## What is needed
Copy every line below that contains the word "wooden".
== Input ==
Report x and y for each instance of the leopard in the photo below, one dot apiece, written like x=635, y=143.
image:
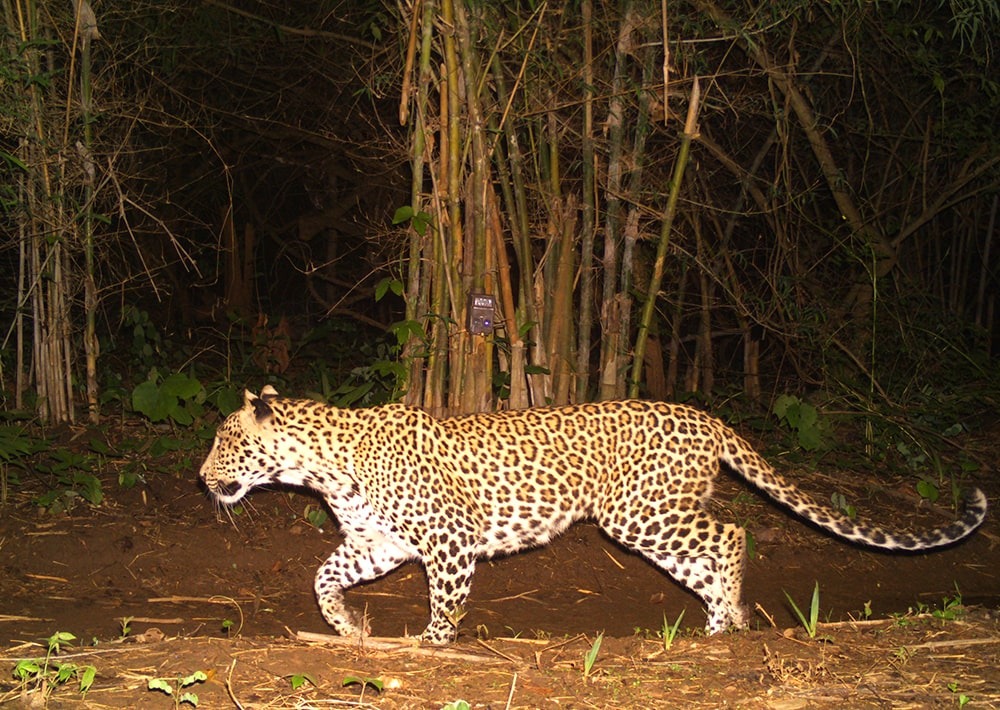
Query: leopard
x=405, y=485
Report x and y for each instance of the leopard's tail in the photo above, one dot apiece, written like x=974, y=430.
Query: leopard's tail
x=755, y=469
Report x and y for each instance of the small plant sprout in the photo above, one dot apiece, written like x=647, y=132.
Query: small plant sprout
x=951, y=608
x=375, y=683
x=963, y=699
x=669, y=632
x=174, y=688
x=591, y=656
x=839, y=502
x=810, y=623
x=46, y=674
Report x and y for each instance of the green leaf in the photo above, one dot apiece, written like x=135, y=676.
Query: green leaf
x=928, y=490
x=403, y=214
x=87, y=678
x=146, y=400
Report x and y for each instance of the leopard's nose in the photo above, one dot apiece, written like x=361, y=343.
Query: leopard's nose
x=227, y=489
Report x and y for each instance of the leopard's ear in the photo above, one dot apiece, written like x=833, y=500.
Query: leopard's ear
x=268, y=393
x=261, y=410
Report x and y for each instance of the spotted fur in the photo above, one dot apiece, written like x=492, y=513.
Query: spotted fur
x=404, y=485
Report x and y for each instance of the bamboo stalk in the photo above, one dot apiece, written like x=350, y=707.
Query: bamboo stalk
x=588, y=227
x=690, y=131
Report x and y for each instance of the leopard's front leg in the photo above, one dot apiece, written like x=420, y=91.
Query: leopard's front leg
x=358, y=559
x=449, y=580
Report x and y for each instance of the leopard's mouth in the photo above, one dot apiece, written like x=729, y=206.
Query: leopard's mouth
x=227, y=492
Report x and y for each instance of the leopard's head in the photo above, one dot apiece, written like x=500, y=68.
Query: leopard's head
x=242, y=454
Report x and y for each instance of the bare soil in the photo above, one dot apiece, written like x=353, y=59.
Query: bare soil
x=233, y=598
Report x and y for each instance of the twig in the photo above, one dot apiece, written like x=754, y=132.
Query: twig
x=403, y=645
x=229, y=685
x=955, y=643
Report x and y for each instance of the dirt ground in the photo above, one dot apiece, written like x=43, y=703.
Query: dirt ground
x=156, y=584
===
== Input ==
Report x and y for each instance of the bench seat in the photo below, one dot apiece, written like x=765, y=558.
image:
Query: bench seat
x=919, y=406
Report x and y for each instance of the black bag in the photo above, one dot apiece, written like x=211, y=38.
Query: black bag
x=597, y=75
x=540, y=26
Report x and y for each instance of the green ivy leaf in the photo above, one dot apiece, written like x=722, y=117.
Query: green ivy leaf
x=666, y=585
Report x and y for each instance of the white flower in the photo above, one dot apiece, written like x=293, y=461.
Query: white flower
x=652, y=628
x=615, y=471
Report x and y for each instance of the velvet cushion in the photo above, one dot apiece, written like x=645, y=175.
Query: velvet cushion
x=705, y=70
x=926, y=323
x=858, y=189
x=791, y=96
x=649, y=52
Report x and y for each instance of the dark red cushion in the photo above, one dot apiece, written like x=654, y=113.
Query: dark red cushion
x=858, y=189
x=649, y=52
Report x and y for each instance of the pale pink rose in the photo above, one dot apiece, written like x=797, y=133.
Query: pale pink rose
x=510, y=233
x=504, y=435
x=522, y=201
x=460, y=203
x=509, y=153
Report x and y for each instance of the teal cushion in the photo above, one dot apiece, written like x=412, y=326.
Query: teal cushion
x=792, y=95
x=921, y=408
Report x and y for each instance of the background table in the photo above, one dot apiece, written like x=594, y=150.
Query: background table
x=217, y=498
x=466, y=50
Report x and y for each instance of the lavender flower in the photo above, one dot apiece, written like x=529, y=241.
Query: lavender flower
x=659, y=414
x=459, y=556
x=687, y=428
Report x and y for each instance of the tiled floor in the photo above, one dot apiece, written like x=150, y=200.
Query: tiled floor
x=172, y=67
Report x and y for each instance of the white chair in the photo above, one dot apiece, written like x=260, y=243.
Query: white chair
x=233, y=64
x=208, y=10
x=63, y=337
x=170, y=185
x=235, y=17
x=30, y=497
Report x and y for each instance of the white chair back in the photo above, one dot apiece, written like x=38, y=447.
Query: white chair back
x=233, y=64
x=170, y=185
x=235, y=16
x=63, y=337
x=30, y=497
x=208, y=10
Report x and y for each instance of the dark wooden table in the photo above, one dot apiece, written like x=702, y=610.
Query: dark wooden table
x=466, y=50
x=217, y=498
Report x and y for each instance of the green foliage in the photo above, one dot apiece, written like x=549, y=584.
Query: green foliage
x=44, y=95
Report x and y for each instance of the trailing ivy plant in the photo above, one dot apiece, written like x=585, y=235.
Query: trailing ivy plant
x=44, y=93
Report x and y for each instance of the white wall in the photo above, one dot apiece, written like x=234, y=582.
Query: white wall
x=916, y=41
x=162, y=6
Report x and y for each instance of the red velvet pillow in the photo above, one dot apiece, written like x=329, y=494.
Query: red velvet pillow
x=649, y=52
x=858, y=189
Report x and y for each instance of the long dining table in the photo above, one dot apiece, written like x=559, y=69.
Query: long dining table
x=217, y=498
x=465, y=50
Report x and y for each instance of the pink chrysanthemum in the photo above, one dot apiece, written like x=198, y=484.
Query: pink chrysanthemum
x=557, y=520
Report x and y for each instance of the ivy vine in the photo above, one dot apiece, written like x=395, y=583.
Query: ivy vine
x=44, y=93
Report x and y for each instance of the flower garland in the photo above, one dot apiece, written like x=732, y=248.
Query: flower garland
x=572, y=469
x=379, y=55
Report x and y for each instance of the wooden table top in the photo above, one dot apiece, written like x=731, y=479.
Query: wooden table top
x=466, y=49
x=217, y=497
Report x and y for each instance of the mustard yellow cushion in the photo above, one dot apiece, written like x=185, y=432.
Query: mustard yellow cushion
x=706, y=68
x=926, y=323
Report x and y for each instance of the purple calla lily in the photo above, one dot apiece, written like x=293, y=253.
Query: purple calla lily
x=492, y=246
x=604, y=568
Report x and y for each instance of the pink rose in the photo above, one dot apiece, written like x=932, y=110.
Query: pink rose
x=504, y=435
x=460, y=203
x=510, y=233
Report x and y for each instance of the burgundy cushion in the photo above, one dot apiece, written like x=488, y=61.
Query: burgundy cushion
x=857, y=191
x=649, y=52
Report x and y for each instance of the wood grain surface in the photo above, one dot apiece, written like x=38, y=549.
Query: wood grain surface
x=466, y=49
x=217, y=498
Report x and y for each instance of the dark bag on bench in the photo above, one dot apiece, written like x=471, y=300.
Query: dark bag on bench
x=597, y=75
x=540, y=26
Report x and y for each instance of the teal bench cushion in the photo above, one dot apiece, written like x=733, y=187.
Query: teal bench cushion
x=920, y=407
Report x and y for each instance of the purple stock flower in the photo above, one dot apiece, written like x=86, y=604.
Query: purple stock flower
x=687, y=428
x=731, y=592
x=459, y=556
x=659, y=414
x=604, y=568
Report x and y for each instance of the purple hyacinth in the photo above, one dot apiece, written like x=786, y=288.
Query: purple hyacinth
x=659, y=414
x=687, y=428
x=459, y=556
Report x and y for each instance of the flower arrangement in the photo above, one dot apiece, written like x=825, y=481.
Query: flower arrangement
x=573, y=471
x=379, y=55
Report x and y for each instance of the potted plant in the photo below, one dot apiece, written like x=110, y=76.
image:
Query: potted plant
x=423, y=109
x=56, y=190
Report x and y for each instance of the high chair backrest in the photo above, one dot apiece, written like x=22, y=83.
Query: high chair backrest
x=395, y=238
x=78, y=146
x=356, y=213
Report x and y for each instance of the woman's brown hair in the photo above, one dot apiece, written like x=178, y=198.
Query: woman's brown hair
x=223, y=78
===
## Answer to the task
Report x and y for each instance of the dark wooden table in the photo above, one dot apiece, written like x=702, y=610.
Query: dark wooden table
Report x and y for each instance of the wooden table top in the photo above, one dot apiece, written like x=731, y=479.
Query: wooden table top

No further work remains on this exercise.